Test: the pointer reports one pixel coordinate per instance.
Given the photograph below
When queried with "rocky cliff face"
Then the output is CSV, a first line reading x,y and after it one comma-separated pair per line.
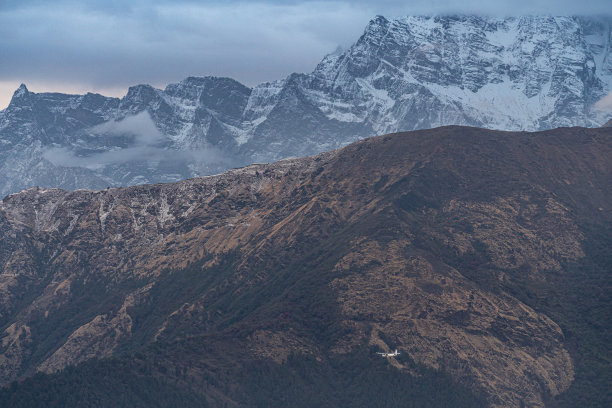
x,y
458,246
525,73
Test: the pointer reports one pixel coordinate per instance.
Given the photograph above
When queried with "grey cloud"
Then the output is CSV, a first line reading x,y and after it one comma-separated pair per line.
x,y
604,105
112,43
145,147
140,125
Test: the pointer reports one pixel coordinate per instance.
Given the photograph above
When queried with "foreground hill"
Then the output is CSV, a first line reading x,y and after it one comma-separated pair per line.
x,y
518,73
482,256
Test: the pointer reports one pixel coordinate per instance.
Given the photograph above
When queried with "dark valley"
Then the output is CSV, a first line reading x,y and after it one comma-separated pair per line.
x,y
482,256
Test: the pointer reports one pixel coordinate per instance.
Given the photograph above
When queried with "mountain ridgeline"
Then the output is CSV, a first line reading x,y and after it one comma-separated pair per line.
x,y
523,73
482,256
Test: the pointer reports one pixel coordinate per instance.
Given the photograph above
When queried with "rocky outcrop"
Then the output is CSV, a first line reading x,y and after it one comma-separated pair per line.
x,y
416,241
520,73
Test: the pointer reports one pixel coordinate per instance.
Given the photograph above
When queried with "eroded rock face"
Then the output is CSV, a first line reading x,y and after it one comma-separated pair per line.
x,y
443,320
519,73
405,241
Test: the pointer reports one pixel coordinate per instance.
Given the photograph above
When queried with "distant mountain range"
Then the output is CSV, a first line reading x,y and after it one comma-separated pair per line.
x,y
482,256
524,73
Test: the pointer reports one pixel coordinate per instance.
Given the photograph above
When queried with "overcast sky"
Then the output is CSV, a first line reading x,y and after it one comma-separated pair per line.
x,y
104,46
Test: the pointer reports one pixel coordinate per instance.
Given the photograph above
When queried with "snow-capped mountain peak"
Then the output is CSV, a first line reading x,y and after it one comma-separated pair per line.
x,y
517,73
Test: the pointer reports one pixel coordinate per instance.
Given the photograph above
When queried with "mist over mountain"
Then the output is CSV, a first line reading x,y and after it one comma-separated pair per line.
x,y
523,73
482,256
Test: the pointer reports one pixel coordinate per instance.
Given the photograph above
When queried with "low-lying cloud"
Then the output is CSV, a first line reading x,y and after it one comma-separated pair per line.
x,y
147,144
604,105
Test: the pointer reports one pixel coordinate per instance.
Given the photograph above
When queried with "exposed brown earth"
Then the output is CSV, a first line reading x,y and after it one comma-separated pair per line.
x,y
420,233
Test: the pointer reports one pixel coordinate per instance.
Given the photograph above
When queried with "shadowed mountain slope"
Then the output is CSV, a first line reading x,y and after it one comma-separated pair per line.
x,y
482,256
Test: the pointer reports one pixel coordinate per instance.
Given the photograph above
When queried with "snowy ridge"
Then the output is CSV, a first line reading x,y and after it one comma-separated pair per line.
x,y
520,73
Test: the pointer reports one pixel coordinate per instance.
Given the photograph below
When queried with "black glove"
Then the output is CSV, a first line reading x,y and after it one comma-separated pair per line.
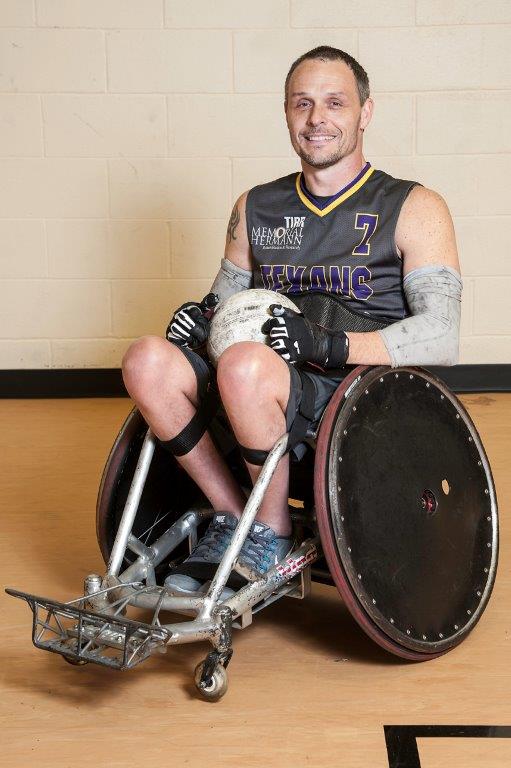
x,y
189,326
298,340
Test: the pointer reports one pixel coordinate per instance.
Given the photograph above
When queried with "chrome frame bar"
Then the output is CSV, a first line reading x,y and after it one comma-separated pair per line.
x,y
132,502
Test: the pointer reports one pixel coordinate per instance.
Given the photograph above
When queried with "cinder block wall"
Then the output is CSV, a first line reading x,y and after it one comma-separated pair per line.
x,y
128,128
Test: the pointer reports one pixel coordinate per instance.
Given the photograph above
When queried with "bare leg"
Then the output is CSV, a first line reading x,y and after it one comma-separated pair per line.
x,y
163,385
254,384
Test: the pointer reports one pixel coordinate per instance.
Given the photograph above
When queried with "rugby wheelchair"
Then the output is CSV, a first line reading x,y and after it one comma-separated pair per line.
x,y
394,505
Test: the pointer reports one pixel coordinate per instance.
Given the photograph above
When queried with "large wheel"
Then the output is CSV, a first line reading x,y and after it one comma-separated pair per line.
x,y
406,510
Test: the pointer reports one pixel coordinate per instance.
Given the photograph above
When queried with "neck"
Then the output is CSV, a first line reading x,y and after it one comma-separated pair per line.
x,y
328,181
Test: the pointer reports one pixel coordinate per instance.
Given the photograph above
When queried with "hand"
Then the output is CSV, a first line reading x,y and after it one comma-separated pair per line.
x,y
189,326
297,340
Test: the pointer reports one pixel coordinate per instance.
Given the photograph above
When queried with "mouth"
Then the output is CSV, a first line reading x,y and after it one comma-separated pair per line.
x,y
318,139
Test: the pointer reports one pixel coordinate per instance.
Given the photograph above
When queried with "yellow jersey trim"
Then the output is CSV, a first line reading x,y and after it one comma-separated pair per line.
x,y
305,200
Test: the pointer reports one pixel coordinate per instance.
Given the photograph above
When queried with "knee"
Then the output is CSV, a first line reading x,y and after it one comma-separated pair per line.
x,y
243,368
142,362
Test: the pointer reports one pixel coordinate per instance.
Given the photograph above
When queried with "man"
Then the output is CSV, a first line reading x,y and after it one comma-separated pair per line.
x,y
387,246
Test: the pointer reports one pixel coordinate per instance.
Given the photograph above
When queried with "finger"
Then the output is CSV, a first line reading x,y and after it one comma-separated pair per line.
x,y
177,340
268,325
278,310
199,333
279,346
193,311
209,301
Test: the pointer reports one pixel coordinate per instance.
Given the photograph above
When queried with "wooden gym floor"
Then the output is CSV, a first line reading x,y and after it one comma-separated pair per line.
x,y
306,687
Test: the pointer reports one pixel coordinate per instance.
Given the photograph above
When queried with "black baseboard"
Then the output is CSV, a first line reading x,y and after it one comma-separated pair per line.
x,y
107,382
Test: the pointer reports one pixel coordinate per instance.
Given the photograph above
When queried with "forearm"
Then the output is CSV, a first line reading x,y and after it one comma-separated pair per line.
x,y
367,349
430,336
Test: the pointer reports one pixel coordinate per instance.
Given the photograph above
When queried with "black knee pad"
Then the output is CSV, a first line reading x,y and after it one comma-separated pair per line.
x,y
297,422
190,435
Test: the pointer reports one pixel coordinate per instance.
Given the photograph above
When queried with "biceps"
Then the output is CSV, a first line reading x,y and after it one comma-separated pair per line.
x,y
237,246
427,234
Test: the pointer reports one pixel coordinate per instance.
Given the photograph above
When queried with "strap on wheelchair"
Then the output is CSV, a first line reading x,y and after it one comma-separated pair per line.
x,y
298,431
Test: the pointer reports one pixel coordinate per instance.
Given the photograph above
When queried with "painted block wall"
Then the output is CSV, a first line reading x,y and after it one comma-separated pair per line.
x,y
128,129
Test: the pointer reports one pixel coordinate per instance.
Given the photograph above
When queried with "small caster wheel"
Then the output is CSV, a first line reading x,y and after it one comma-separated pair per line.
x,y
217,685
75,662
71,643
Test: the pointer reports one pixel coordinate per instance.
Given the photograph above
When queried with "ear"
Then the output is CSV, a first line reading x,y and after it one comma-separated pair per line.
x,y
366,113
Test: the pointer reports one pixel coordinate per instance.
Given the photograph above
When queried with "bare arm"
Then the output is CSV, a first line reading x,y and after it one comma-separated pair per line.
x,y
424,237
235,273
237,246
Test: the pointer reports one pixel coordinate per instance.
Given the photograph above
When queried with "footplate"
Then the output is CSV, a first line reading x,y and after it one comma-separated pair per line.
x,y
82,636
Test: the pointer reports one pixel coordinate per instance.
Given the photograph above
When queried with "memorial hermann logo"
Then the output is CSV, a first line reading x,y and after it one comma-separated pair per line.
x,y
285,238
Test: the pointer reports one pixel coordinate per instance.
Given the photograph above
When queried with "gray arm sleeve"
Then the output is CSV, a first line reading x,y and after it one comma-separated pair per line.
x,y
231,279
431,335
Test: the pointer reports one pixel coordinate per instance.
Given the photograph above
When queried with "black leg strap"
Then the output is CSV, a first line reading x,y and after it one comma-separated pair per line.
x,y
305,413
192,433
298,431
253,456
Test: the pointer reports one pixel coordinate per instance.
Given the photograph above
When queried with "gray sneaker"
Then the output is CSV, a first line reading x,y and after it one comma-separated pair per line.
x,y
188,577
263,549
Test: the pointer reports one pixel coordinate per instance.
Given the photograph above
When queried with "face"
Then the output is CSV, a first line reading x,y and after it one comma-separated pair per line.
x,y
323,112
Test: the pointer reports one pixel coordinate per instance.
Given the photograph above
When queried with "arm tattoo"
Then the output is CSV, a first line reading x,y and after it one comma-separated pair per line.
x,y
233,223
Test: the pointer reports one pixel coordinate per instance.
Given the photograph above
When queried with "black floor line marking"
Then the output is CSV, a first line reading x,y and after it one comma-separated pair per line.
x,y
401,740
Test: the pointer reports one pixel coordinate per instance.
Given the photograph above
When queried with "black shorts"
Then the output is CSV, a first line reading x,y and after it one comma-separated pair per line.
x,y
324,387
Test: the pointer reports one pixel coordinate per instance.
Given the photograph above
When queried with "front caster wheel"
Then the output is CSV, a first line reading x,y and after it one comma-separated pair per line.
x,y
75,662
71,643
214,688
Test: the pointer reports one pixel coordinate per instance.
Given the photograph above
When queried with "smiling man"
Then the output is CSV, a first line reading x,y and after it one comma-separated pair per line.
x,y
339,228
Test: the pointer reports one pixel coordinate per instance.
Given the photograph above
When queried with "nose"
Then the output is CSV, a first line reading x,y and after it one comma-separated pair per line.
x,y
315,116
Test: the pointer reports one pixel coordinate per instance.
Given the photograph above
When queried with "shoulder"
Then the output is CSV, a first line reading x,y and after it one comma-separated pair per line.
x,y
284,183
425,231
422,203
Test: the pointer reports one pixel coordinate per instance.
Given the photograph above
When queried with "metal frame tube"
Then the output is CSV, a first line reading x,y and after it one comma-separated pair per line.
x,y
131,506
240,534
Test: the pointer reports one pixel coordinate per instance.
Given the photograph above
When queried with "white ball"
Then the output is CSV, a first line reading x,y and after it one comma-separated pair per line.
x,y
240,317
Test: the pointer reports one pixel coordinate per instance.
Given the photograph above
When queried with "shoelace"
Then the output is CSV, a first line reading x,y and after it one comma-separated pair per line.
x,y
215,542
259,555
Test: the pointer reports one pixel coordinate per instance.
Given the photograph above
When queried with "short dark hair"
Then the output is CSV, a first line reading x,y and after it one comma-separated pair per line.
x,y
327,53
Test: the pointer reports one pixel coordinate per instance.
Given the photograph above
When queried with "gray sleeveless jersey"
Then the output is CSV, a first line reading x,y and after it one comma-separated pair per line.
x,y
346,248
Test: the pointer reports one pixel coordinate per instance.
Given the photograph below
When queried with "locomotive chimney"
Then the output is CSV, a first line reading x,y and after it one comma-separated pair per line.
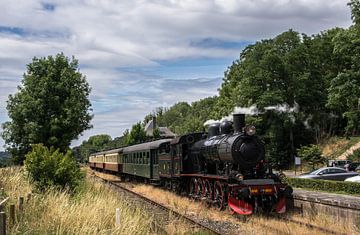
x,y
239,122
154,123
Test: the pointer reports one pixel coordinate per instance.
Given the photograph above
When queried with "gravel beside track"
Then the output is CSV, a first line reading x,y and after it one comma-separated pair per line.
x,y
164,212
206,225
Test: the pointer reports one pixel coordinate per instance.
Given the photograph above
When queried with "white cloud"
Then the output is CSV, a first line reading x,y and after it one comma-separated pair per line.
x,y
109,37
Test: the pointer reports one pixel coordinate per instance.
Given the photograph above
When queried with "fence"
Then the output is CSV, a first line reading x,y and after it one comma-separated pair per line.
x,y
12,213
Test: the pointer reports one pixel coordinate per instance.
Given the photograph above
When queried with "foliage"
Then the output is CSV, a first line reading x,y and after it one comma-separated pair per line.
x,y
50,168
137,134
183,118
51,107
91,210
355,156
311,154
156,133
325,185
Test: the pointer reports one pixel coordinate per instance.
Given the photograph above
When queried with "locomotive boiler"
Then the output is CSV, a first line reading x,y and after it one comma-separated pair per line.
x,y
233,147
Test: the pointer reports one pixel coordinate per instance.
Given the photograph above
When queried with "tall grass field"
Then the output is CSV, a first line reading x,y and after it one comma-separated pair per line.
x,y
90,211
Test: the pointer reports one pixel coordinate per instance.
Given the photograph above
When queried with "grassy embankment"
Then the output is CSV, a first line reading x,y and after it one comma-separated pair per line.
x,y
90,211
335,146
253,225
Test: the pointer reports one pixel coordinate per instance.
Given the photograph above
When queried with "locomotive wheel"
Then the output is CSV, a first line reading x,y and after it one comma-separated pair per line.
x,y
200,188
207,190
193,187
219,195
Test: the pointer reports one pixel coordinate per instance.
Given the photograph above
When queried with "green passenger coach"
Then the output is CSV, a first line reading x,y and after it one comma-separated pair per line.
x,y
143,159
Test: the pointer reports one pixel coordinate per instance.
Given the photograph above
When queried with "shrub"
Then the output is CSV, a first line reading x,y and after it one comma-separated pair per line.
x,y
325,185
311,154
355,156
50,168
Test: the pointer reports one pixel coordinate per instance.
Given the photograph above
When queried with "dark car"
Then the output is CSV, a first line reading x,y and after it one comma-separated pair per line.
x,y
352,166
329,173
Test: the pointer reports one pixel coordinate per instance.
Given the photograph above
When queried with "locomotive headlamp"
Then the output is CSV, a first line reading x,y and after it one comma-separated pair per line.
x,y
250,130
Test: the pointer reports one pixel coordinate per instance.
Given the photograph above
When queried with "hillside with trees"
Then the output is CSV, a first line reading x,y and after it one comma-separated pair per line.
x,y
305,88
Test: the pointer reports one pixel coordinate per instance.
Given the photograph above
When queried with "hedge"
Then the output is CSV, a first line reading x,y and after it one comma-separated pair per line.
x,y
352,188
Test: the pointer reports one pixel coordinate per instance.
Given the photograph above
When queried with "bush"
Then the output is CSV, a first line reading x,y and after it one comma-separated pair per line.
x,y
325,185
311,154
355,156
50,168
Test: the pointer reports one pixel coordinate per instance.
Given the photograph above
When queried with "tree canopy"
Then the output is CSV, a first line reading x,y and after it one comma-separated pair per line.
x,y
51,106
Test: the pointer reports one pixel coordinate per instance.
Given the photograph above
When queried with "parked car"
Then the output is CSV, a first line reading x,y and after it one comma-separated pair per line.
x,y
354,179
353,166
338,163
329,173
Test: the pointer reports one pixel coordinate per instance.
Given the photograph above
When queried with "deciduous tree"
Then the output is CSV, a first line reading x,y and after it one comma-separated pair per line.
x,y
51,106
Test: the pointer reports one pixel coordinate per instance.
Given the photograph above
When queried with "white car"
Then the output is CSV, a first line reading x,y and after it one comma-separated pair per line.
x,y
354,179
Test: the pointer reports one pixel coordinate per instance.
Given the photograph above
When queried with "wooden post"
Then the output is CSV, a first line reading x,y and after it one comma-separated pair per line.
x,y
12,214
2,223
21,204
28,197
117,219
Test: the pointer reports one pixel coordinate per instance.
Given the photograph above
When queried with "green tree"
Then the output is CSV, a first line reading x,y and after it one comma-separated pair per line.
x,y
51,107
51,168
156,133
344,90
137,134
312,155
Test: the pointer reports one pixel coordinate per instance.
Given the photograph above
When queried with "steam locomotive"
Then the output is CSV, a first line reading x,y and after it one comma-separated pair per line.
x,y
225,167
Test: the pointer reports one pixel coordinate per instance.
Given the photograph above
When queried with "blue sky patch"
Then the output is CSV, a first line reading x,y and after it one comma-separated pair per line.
x,y
218,43
48,6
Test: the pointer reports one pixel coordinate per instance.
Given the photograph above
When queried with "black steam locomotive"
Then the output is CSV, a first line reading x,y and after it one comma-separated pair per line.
x,y
226,167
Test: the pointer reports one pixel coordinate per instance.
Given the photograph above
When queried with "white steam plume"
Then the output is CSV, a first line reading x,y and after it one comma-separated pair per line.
x,y
253,110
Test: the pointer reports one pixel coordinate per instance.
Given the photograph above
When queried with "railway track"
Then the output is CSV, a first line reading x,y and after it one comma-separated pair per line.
x,y
208,226
167,211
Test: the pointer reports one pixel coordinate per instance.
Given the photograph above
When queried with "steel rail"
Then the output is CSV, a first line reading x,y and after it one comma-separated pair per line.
x,y
192,221
164,208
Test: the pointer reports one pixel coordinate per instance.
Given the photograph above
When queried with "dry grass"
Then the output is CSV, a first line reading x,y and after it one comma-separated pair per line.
x,y
91,211
249,225
335,146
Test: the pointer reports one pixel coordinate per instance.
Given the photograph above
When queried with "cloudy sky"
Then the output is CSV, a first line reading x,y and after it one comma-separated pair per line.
x,y
138,55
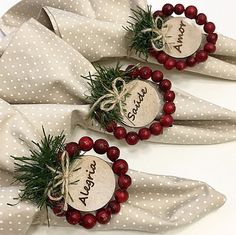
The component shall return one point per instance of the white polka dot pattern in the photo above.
(97, 39)
(156, 203)
(43, 69)
(100, 9)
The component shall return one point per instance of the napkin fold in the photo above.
(96, 30)
(156, 203)
(103, 39)
(41, 68)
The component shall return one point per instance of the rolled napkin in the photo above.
(105, 39)
(97, 32)
(44, 69)
(156, 203)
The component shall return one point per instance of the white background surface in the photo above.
(215, 164)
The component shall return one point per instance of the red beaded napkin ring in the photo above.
(174, 41)
(62, 177)
(110, 108)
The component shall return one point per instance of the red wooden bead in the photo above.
(191, 12)
(179, 9)
(210, 47)
(85, 143)
(169, 96)
(144, 133)
(120, 132)
(209, 27)
(169, 108)
(168, 9)
(103, 216)
(124, 181)
(170, 64)
(58, 209)
(158, 13)
(166, 120)
(157, 76)
(72, 148)
(201, 19)
(88, 221)
(121, 195)
(113, 153)
(201, 56)
(156, 128)
(145, 72)
(132, 138)
(180, 65)
(134, 73)
(162, 57)
(111, 126)
(120, 167)
(165, 85)
(212, 38)
(191, 61)
(114, 206)
(73, 217)
(100, 146)
(59, 156)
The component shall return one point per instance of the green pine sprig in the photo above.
(99, 83)
(140, 42)
(33, 173)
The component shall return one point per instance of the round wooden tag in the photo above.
(92, 184)
(184, 37)
(143, 104)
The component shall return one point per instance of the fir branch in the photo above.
(140, 42)
(99, 83)
(32, 170)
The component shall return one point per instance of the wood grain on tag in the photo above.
(184, 37)
(94, 184)
(143, 104)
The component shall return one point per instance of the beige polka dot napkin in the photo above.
(38, 67)
(95, 29)
(156, 203)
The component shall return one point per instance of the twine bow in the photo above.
(160, 42)
(113, 97)
(63, 180)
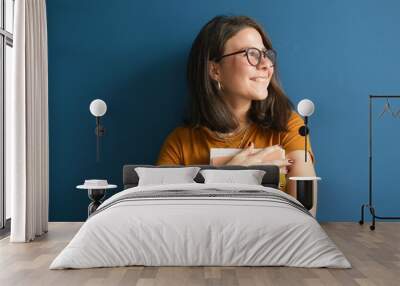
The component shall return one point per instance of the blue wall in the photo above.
(132, 54)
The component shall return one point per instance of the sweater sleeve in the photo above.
(171, 150)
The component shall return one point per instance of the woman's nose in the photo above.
(265, 63)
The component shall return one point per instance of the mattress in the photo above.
(201, 225)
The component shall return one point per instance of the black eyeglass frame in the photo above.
(264, 53)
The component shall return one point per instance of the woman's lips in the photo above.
(259, 79)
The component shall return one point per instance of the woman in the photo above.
(237, 102)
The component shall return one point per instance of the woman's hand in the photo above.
(251, 157)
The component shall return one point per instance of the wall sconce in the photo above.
(98, 108)
(305, 185)
(306, 109)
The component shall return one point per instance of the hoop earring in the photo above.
(219, 85)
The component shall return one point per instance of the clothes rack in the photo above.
(369, 205)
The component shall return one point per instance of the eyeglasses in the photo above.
(254, 56)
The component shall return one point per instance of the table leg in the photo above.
(95, 195)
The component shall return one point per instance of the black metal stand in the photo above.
(370, 205)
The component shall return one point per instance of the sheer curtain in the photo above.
(27, 173)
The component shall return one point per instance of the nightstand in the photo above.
(96, 192)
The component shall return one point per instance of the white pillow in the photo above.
(162, 176)
(249, 177)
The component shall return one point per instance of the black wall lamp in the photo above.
(98, 108)
(305, 185)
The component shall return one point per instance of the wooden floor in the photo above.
(374, 255)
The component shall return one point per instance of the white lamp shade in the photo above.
(98, 107)
(305, 107)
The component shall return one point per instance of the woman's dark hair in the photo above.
(207, 108)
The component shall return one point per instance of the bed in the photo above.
(201, 224)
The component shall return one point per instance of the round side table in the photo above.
(96, 195)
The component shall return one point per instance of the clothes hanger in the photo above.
(387, 108)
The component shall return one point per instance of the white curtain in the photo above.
(27, 149)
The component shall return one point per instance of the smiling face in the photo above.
(238, 78)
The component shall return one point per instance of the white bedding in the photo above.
(182, 231)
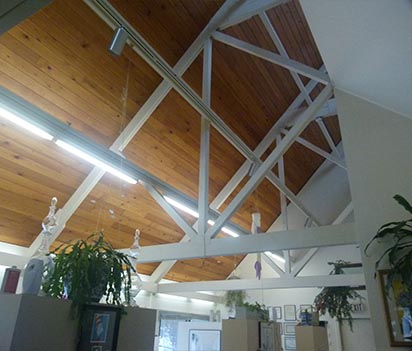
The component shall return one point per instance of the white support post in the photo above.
(283, 207)
(298, 267)
(336, 235)
(270, 56)
(248, 10)
(271, 160)
(285, 282)
(279, 46)
(187, 229)
(141, 116)
(205, 141)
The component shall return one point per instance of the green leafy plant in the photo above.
(260, 309)
(86, 270)
(335, 300)
(399, 254)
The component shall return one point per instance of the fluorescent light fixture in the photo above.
(193, 213)
(85, 156)
(24, 124)
(276, 257)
——————
PROBLEM
A single figure is required: the number of lines in the entries that hold the string "strap".

WRITTEN RESPONSE
2